_Text shown_
== Segment start ==

Navalny poisoningNavalny Poisoned with Nerve Agent Novichok

Published 3 September 2020

Germany says scientists have “proven beyond doubt” that Russian opposition leader Alexei Navalny was poisoned with the chemical nerve agent novichok. Navalny was poisoned ten days ago by operatives of the GRU, Russia’s military intelligence service, in the Siberian city of Omsk.

Germany says scientists have “proven beyond doubt” that Russian opposition leader Alexei Navalny was poisoned with the chemical nerve agent novichok. Navalny was poisoned ten days ago by operatives of the GRU, Russia’s military intelligence service, in the Siberian city of Omsk.

He is now being treated in a Berlin hospital.

Germany’s defense minister Annegret Kramp-Karrenbauer said yesterday (Wednesday, 2 September 2020) that the results of the toxicological tests carried out by specialists at a military laboratory on samples taken from Navalny are “incontrovertible.” The test had “proven beyond doubt” that he had been poisoned with a “chemical nerve agent of the novichok group,” she said.

Novichok, a military-grade nerve agent developed by the Soviet Union, was also used by GRU agents in the 4 March 2018 Salisbury poisonings that targeted former Russian intelligence officer Sergei Skripal and his daughter Yulia.

On 12 September 2018, Russia agents used nocichock to poison Pyotr Verzilov, the husband of Pussy Riot member Nadezhda Tolokonnikova.

The German government said it “strongly condemned” the poisoning and demanded the Kremlin provide an explanation “as a matter of urgency.”

The BBC notes that the poisoning of Navalny comes against a backdrop of worsening German-Russian relations. Last year Russian agents killed a Chechen rebel in a Berlin park, and the German intelligence services had released a report earlier this year with evidence that Russian government hackers, in a massive hack in 2015, managed to break into the Bundestag computer system and gain access to the most secret government documents for a period of months.

== Segment end ==

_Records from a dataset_
== Segment start ==

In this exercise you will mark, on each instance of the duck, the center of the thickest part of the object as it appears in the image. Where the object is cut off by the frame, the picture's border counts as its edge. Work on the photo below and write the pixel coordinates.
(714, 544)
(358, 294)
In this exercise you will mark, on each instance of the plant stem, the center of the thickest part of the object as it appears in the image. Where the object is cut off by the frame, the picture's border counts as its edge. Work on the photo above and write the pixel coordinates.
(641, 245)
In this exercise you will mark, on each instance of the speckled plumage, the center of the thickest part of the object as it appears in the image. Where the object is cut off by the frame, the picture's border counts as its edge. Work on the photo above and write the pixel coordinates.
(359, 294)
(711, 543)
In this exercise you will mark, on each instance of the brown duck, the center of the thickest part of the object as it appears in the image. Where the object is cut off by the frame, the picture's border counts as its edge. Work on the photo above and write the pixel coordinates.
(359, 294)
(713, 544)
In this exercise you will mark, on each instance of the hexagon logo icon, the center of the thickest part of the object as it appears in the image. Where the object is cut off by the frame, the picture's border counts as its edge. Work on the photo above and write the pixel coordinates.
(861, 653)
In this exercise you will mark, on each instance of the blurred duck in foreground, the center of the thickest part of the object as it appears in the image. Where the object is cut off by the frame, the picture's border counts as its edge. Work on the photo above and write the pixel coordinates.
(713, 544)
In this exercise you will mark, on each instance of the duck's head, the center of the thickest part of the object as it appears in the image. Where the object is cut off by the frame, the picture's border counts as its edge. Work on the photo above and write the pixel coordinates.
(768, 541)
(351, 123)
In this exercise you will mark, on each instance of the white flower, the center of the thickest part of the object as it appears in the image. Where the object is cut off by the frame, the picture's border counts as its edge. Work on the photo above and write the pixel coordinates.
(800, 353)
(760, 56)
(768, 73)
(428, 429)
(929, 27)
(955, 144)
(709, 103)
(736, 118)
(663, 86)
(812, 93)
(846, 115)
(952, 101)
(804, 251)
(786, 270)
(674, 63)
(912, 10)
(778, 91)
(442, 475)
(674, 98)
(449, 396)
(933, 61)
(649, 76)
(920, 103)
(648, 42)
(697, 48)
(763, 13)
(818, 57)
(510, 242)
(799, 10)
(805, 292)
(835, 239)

== Segment end ==

_Using the information_
1. Repeat the passage of the Navalny poisoning article from "Novichok, a military-grade" to "and his daughter Yulia.".
2. Continue the article on the Navalny poisoning from where it ends.

_Per-task answers_
1.
Novichok, a military-grade nerve agent developed by the Soviet Union, was also used by GRU agents in the 4 March 2018 Salisbury poisonings that targeted former Russian intelligence officer Sergei Skripal and his daughter Yulia.

2.
Navalny, Russia’s leading anti-corruption activist and a critic of President Vladimir Putin, fell ill on 20 August on a flight from Siberia city of Tomsk, after drinking a cup of tea at the Tomsk airport. He was initially treated in the nearby city of Omsk after his plane made an emergency stopover there.

The hospital did not allow his personal physician or his wife to see him until late Saturday. Experts say that three days is typically the time it takes for traces of the poisons the Russian intelligence services use against Putin’s critics to wash out of the victims’ bodies.

The Russian doctors claimed that they found no traces of poison in his system, and diagnosed him with a metabolic disorder and acute pancreatitis. They also refused to let him travel for medical treatment abroad. The Kremlin finally relented, and on Sunday 23 August Navalny was flown to the Charité hospital in Berlin where he has been treated ever since.

Last week, after an initial series of toxicological tests, Charité announced that Navalny had been poisoned with a cholinesterase inhibitor and was being treated with the antidote atropine. Experts said that nerve agent such as novichok, sarin or VX are cholinesterase inhibitors.